TASK STATEMENT:
Set down, exactly as written, every line from the top of the records below to the line containing "Give an outline for every instance of the rocky", both ends included, and no others.

DATA IN THIS EXERCISE:
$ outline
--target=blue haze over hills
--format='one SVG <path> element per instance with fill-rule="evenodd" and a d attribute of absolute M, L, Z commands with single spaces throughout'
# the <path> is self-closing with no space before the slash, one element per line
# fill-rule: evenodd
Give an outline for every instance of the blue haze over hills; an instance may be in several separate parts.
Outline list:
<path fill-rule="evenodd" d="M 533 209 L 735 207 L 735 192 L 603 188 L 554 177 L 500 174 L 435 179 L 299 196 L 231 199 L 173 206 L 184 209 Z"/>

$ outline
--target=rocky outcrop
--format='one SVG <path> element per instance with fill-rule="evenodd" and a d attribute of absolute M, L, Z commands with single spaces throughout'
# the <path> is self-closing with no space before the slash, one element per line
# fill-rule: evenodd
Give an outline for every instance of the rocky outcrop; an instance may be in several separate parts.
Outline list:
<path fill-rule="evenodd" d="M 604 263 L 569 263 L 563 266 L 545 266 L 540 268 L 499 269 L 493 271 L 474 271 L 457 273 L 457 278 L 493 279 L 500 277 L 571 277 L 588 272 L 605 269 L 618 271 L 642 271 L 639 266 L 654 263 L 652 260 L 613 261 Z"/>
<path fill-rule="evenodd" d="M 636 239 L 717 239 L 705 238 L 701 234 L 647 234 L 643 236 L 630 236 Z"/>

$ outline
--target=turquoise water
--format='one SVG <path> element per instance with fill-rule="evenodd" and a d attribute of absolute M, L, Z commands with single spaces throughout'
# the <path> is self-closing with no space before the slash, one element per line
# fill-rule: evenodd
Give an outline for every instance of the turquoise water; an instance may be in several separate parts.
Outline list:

ANSWER TO THIS PROBLEM:
$ outline
--target=blue haze over hills
--format='one SVG <path> element per instance with fill-rule="evenodd" and a d attribute of absolute M, L, Z commands with single spaces throughout'
# the <path> is self-closing with no space before the slash, one element per line
# fill-rule: evenodd
Give an outline for every instance of the blue haze over hills; an instance may be in several separate parts.
Outline list:
<path fill-rule="evenodd" d="M 533 209 L 735 207 L 735 192 L 603 188 L 554 177 L 500 174 L 435 179 L 299 196 L 231 199 L 173 206 L 184 209 Z"/>

$ outline
--target=rocky outcrop
--format='one SVG <path> element per instance with fill-rule="evenodd" and a d attribute of absolute M, L, Z commands with single spaces throughout'
# the <path> is self-closing with no space before the slash, one element per line
# fill-rule: evenodd
Give an outline for every instance of the rocky outcrop; an instance may be in several separate parts.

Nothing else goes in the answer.